→ **WHAT YOU SHOULD DO**
Copy the lines verbatim, from the first one through the line containing "column 457, row 102", including both ends. Omit the pictures from your copy.
Start DATA FOR THIS EXERCISE
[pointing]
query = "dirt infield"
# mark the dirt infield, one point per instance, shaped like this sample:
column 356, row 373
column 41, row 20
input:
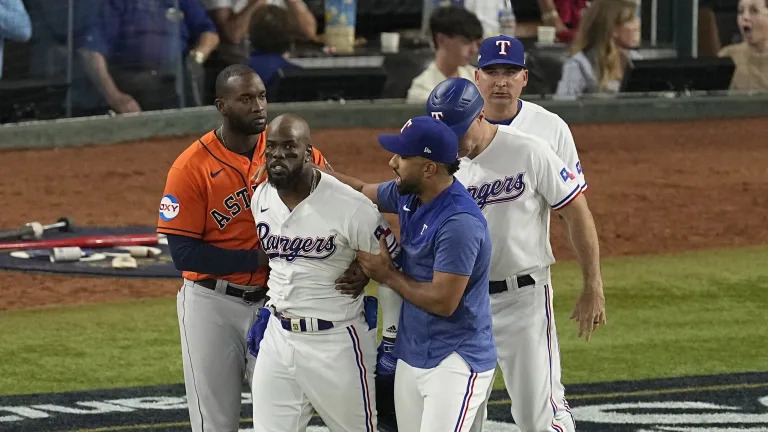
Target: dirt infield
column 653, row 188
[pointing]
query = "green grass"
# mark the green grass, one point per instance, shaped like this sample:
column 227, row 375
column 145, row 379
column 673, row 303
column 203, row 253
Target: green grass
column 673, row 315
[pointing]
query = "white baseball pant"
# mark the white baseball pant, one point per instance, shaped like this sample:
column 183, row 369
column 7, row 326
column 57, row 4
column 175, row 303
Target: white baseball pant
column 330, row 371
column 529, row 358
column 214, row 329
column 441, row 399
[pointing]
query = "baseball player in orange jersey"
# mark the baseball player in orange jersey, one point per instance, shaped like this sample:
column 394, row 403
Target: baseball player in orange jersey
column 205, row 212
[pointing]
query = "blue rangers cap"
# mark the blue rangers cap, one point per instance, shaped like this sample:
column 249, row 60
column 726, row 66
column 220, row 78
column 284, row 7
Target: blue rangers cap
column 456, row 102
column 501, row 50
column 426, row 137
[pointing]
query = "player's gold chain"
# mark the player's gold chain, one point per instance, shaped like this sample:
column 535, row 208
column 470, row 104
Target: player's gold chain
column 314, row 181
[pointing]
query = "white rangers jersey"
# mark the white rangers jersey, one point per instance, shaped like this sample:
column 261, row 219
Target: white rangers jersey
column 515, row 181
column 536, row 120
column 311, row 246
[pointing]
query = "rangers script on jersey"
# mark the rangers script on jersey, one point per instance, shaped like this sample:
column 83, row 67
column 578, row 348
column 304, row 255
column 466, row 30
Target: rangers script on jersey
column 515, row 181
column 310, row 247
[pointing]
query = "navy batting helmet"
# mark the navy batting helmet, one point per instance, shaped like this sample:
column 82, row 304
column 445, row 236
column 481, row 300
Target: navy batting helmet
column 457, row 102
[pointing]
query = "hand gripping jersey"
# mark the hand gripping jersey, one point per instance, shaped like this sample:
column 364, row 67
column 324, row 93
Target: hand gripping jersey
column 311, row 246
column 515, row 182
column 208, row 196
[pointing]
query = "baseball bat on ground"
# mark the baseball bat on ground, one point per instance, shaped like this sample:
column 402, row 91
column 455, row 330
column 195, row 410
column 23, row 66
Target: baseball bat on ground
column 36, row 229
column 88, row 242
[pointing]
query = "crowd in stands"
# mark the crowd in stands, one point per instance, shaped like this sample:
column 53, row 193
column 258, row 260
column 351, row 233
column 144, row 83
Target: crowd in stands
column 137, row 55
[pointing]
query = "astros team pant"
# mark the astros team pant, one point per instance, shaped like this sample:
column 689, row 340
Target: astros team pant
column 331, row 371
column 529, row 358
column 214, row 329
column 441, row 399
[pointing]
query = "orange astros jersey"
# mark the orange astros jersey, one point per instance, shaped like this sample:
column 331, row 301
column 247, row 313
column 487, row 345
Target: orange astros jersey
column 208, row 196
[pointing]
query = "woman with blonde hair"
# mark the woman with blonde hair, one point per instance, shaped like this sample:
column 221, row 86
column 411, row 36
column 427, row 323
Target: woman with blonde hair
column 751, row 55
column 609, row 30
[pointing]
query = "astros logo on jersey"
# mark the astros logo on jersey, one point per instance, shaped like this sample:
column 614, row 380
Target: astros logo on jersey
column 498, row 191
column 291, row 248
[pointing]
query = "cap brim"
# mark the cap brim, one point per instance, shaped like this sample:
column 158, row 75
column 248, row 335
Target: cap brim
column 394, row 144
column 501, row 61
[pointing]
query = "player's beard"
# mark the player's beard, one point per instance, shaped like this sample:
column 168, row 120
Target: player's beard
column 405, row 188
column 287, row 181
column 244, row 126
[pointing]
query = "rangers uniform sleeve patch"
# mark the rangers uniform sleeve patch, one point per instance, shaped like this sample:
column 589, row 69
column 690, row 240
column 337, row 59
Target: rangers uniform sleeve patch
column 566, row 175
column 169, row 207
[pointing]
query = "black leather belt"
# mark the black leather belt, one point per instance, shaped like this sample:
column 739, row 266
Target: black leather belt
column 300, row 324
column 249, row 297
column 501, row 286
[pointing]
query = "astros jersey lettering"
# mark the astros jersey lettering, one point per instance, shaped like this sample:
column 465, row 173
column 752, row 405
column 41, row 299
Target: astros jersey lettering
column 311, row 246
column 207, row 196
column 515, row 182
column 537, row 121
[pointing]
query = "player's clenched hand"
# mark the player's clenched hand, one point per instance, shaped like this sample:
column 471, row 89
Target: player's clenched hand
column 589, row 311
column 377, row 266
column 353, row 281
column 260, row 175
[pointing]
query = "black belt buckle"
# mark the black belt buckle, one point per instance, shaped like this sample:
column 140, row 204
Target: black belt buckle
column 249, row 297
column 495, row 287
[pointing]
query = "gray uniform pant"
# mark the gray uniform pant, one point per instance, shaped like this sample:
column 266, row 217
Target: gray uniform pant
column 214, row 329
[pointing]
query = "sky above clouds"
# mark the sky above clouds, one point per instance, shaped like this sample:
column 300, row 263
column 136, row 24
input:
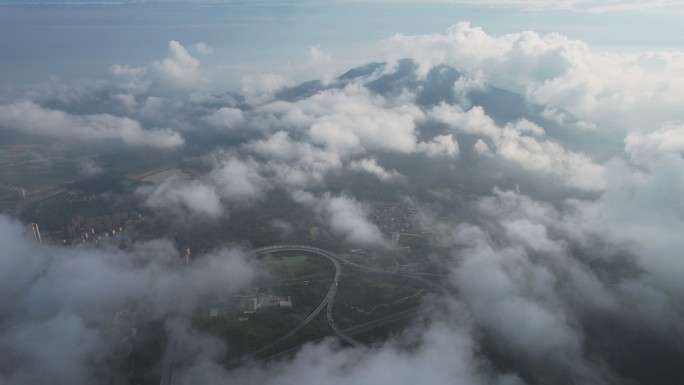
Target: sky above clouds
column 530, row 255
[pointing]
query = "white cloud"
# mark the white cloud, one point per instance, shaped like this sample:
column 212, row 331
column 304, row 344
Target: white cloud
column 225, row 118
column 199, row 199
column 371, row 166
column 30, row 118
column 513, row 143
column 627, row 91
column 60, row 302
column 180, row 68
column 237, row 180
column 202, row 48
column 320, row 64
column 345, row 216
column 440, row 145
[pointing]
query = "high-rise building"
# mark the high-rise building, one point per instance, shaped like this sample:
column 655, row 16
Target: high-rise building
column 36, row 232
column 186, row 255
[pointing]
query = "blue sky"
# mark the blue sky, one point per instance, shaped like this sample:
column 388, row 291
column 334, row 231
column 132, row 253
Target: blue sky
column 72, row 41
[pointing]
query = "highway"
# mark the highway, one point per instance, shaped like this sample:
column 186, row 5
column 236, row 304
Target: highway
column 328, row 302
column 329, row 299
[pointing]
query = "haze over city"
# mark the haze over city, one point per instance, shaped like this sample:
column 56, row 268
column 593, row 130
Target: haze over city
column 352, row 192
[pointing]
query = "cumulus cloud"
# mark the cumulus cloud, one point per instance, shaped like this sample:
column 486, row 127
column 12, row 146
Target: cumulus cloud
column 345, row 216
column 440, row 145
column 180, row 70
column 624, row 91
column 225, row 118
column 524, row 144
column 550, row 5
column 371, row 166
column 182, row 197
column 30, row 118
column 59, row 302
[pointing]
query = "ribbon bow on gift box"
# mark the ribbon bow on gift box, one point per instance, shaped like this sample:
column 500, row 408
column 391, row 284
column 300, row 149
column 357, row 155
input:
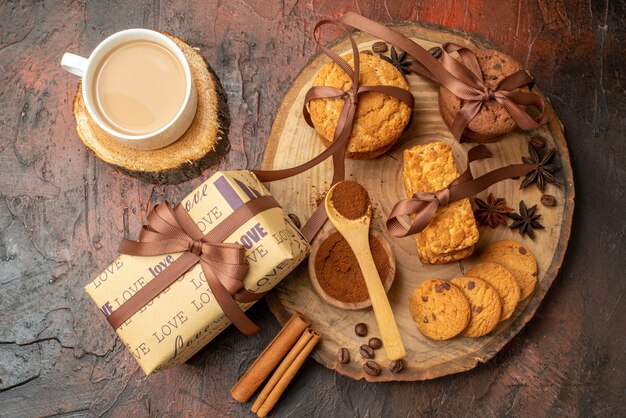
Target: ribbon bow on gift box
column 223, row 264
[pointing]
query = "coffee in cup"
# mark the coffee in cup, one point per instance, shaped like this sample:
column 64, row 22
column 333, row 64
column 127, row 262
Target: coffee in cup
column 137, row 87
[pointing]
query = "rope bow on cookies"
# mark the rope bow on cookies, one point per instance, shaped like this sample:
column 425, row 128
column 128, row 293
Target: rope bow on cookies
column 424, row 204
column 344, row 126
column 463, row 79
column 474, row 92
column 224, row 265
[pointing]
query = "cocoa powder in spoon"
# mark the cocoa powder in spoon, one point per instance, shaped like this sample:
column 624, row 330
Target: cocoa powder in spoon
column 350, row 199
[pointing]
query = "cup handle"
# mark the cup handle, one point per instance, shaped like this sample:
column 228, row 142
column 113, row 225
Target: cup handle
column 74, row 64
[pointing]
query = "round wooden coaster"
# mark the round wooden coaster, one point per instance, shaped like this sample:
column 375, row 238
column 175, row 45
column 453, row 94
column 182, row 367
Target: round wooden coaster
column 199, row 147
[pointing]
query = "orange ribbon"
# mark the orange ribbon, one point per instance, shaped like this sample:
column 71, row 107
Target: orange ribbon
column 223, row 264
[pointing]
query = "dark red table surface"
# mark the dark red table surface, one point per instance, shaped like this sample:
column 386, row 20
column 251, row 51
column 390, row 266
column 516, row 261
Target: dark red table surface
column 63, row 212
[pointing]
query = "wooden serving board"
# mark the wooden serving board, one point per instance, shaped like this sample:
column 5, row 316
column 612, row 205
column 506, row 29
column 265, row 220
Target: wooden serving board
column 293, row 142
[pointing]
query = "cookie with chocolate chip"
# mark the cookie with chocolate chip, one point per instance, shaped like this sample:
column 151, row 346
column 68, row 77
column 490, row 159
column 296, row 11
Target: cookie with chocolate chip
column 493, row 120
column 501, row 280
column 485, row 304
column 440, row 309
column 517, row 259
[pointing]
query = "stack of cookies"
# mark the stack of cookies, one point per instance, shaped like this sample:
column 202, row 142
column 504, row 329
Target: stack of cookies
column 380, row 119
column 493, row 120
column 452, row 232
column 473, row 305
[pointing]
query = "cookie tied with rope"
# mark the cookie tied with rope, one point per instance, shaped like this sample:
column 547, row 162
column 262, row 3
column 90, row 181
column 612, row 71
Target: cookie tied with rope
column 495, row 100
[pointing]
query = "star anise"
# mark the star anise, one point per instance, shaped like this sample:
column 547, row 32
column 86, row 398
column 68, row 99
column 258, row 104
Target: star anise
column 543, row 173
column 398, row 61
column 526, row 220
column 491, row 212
End DATA FOR THIS EXERCISE
→ **WORKED ANSWER**
[pointing]
query = "dirt infield"
# mark the dirt infield, one point per instance, shaped like this sample:
column 356, row 373
column 41, row 20
input:
Target: dirt infield
column 653, row 188
[pointing]
query = "green grass"
# mark the green grass, one point per instance, shaped like this sample:
column 227, row 375
column 145, row 379
column 673, row 303
column 203, row 253
Target: green grass
column 673, row 315
[pointing]
query = "white baseball pant"
# mark the white baseball pant, one point per instance, shaped like this sample:
column 183, row 369
column 7, row 326
column 57, row 4
column 175, row 303
Target: white baseball pant
column 330, row 371
column 529, row 358
column 214, row 329
column 441, row 399
[pointing]
query = "baseball player in orange jersey"
# mark the baseball player in orange jersey, one point per instance, shaped like this sample:
column 394, row 403
Target: baseball player in orange jersey
column 205, row 212
[pointing]
query = "blue rangers cap"
# mark the blue rangers cap, one point per instance, shaped like this sample:
column 249, row 60
column 726, row 66
column 220, row 78
column 284, row 7
Target: blue rangers cap
column 456, row 102
column 501, row 50
column 426, row 137
[pointing]
query = "player's gold chain"
# mark the player's gold chain, one point per instance, shaped like this sample:
column 535, row 208
column 470, row 104
Target: player's gold chain
column 314, row 181
[pointing]
query = "white rangers jersey"
# mark the white rangers jersey, one point per instance, shaped like this sample:
column 261, row 219
Target: white rangers jersey
column 515, row 181
column 536, row 120
column 311, row 246
[pointing]
query = "rangers script on jersey"
# mark the rangers script on jersey, one point per instance, shaped like this sample:
column 83, row 67
column 578, row 348
column 304, row 255
column 466, row 30
Target: rangers script on jersey
column 515, row 181
column 310, row 247
[pointing]
query = "navy batting helmet"
# mark the navy batting helmet, one point per instance, shaped like this sample:
column 82, row 304
column 445, row 236
column 481, row 300
Target: navy batting helmet
column 457, row 102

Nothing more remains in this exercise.